#### EXERCISE DETAILS
The complete listing should be restated exactly.
○ ○ ○
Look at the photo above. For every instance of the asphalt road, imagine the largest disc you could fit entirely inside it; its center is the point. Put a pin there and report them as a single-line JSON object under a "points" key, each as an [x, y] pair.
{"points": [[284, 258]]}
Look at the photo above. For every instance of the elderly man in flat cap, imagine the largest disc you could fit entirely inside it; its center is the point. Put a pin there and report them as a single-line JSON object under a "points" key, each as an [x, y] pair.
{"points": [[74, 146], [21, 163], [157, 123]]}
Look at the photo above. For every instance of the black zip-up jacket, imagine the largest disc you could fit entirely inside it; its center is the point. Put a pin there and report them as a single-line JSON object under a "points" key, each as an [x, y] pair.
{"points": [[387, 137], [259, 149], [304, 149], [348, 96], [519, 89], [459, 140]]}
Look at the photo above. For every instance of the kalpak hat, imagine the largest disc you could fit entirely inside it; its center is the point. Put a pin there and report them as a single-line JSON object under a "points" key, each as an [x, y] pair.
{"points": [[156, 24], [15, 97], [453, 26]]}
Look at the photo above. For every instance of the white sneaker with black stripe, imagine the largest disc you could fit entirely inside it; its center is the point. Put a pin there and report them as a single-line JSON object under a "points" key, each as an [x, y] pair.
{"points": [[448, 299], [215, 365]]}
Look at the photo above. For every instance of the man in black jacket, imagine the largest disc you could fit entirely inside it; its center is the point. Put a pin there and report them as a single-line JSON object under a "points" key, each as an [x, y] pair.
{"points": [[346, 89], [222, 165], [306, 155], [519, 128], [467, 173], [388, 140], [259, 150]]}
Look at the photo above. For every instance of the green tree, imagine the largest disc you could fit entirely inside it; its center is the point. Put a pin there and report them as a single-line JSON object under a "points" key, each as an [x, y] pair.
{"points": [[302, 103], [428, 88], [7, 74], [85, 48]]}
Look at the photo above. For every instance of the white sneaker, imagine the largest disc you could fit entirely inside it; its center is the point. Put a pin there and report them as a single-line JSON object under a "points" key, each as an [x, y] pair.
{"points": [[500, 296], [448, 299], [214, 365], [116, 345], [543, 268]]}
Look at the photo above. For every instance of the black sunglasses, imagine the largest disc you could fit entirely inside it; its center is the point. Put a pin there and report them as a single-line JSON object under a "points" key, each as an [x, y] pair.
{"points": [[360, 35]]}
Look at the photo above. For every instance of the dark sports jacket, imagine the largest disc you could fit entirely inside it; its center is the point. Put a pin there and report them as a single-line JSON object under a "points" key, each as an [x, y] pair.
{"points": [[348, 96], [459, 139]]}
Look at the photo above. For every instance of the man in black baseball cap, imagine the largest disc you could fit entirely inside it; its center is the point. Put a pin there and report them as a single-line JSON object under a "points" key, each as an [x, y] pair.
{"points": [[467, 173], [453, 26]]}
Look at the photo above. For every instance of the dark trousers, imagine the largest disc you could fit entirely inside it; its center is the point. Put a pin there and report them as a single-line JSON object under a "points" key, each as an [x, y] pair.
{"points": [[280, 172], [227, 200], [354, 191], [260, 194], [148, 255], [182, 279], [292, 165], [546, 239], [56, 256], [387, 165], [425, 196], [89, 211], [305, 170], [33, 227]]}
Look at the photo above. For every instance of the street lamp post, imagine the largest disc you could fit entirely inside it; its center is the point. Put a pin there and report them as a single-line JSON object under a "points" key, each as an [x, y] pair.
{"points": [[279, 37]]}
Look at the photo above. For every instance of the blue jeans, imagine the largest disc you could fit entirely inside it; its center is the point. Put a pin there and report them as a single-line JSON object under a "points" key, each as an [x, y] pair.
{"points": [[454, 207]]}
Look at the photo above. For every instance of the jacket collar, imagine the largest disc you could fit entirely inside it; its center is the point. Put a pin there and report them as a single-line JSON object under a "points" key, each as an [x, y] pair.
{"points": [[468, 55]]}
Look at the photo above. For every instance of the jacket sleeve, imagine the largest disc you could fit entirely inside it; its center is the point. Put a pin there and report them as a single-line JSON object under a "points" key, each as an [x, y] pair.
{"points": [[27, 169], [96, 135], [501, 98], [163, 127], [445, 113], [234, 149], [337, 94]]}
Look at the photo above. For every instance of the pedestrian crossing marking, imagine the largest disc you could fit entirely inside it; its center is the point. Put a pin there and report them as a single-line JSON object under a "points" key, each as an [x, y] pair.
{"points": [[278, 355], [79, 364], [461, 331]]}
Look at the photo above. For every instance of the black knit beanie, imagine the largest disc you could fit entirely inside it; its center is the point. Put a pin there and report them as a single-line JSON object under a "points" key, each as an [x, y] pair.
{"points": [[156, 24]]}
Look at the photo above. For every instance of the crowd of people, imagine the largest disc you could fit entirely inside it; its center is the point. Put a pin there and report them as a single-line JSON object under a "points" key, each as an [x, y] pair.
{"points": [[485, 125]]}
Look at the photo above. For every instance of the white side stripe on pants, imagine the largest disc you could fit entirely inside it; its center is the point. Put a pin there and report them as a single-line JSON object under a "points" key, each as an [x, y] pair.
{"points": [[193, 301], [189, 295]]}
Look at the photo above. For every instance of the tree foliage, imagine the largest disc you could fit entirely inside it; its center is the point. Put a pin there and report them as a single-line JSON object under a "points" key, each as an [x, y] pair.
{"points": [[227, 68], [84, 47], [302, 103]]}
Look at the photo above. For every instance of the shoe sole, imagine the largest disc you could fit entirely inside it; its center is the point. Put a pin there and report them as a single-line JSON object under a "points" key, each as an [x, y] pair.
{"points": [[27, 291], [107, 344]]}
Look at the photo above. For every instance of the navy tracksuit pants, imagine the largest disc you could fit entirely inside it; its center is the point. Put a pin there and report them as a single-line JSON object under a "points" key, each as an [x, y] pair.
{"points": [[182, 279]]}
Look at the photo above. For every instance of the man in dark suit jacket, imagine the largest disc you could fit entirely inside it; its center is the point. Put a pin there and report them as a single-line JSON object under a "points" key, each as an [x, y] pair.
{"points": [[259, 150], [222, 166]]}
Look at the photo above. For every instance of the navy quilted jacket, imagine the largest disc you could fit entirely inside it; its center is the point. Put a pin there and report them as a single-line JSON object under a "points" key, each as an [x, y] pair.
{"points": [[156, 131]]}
○ ○ ○
#### RESULT OF THE TASK
Look at the photo above. For every instance of the asphalt road, imagine the largest disc you could fit entirely inside it; its center is the point. Put a pin there and report them as a single-line JSON object under a "points" key, each as an [x, y] pair.
{"points": [[284, 258]]}
Look at the photo above. For every instance of the elderly man in flat cap, imagine the largest disc you could fit entirely inside it; its center is the point. Put a pin there and report them as a single-line JSON object under a "points" key, each as an [x, y] pair.
{"points": [[74, 146], [21, 163], [157, 123]]}
Look at the photo above. For every instance of the black zip-up jacket, imagine the largest disc you could fit entirely inside it; its center is the point. Put a pin there and report them as a single-line JSON object under a "points" key, each as an [x, y] pair.
{"points": [[387, 137], [259, 149], [304, 149], [348, 96], [519, 89], [459, 140]]}
Look at the photo above. For every instance of the kalpak hat, imagine the largest disc you could fit entirely inside it; its center is the point. Put a pin there and report them as a single-line JSON object under a "points" key, each as an [x, y] pair.
{"points": [[156, 24], [15, 97], [453, 26]]}
Look at the photo above. For every instance of the white sneaker with black stripe, imagine the largest disc you could fit entirely inside it; its center is the point. Put a pin there and report them as a single-line JSON object under a "points" key, each as an [x, y] pair.
{"points": [[448, 299], [215, 365]]}
Look at the photo above. For every instance of the man in black jacket, imagine the largest disc you could fit entirely inside it; its center is the point. Put a pin there and report them as a single-line JSON object under a "points" key, each as an [x, y] pair.
{"points": [[346, 89], [222, 165], [306, 155], [519, 128], [467, 173], [388, 140], [259, 150]]}
Look at the photo above. For every instance of the green tree, imagine the largest disc you could fit entirely inside it; its center is the point. Put a pin there and report them as a single-line JSON object under a "points" key, each as an [x, y] pair.
{"points": [[302, 103], [428, 88], [7, 74], [85, 48]]}
Look at the photo above. For every instance of the white sneaker, imagine the largest disc you could fit entirely inside it; its center is the point. Put a pin there and report them as a single-line JSON object under a "points" key, each as an [x, y] pair.
{"points": [[500, 296], [448, 299], [214, 365], [116, 345], [543, 268]]}
Look at the photo above. For every instance of the black sunglasses, imagine the largest disc you could fit entirely inside it; its center is the point. Put a pin there and report them as a single-line JSON object under a "points" key, each as an [x, y] pair.
{"points": [[360, 35]]}
Look at the photo above. For every instance of the dark sports jacket, imagine the largest disc you could fit entirely inside it; its center is the point. Put a pin there and report them as a single-line JSON object under a "points" key, each as an [x, y] pair.
{"points": [[348, 96], [459, 139]]}
Look at the photo above. For every instance of the man in black baseball cap, imagine the largest disc you could fit entirely inside it; its center is the point. Put a pin there and report them as a single-line JSON object under a "points" key, each as an [x, y] pair.
{"points": [[467, 173], [453, 26]]}
Look at the photo above. For every instance of the dark trousers, imagine the largest disc you could fit entirely inside it; its center is the point. Put a pin there and report them as a single-line JSON object under a "points" key, each as an [x, y] pair.
{"points": [[280, 172], [227, 200], [354, 191], [260, 194], [148, 255], [182, 279], [292, 165], [546, 239], [56, 256], [387, 165], [425, 196], [89, 211], [305, 170], [33, 227]]}
Look at the photo above. For every instance of the street lamp post, imagine the largest disc you could fit entirely inside it; its center is the point. Put a pin there and report them as a single-line JSON object under a "points" key, each as an [x, y] pair.
{"points": [[279, 37]]}
Look at the photo above. For every instance of the blue jeans, imagine the largest disc you could fit entirely inside it; its center is the point. Put a pin there and report them as a single-line JSON object under a "points" key, each as an [x, y] pair.
{"points": [[454, 207]]}
Look at the photo above. For every instance of the jacket collar, imagine the largest disc you could fit entirely inside it; its center is the point. Put a pin there and report them as a single-line JSON object under a "points" key, each as an [x, y] pair.
{"points": [[468, 55]]}
Look at the photo above. For every instance of the jacket sleeve, imagine the largest disc you could fit entirely inside it; its center is the point. Put a pin there and report them as a single-line JSON object under a "points" key, each as an [x, y] pair.
{"points": [[27, 169], [96, 135], [501, 98], [163, 127], [445, 113], [234, 149], [337, 94]]}
Look at the photo above. For every instance of the pedestrian crossing marking, imagine the largest disc you could fit entirely inside it; its center is the point. Put a pin there and report them as a single-line JSON object under a "points" key, each as an [x, y] pair.
{"points": [[278, 355], [79, 364], [461, 331]]}
Look at the photo above. For every instance of the black knit beanie, imagine the largest disc you could fit entirely inside it; its center is the point. Put a pin there and report them as a single-line JSON object under a "points" key, each as an [x, y] pair.
{"points": [[156, 24]]}
Look at the photo above. For every instance of the crowd of people, imagine the largest disc you could fit entirely inside it; its center is the point. Put a pin there and report them as a single-line JSON object under a "points" key, each as an [x, y] pair.
{"points": [[485, 125]]}
Look at the photo above. For every instance of the white side stripe on pants, imagine the largest disc you could fit entirely inside it; its center is the point. Put a pin there and report them as a single-line JSON object under a "points" key, each as an [x, y] pair.
{"points": [[193, 301], [189, 295]]}
Look at the photo above. For every instance of the tree foliage, imagine the largest disc you could fit entirely inside it; its center is the point. Put a pin there and report them as a single-line JSON object under a "points" key, each as an [x, y] pair.
{"points": [[227, 68], [84, 47], [302, 103]]}
Look at the photo above. For every instance of the shoe sole, imagine the largest disc you could fit entirely inside it; its center is the point. Put a pin there and report them as a single-line JSON object under a "points" key, each as an [x, y] pair.
{"points": [[27, 291], [107, 344]]}
Look at the photo above. For every instance of the navy tracksuit pants, imagine the largest disc you could fit entirely inside it; its center is the point. Put a pin there and report them as a single-line JSON object under a "points" key, each as an [x, y] pair.
{"points": [[182, 279]]}
Look at the photo above. For every instance of the man in dark suit jacket, imagine the largest disc you could fit entirely inside it; its center is the point. Put a pin there and report them as a single-line JSON object under a "points" key, each as an [x, y] pair.
{"points": [[259, 150], [222, 166]]}
Look at the photo above. For every instance of the navy quilted jacket, imagine the largest disc you could fit entirely inside it; its center is the point. Put a pin there and report them as a single-line JSON object under a "points" key, each as an [x, y] pair.
{"points": [[156, 131]]}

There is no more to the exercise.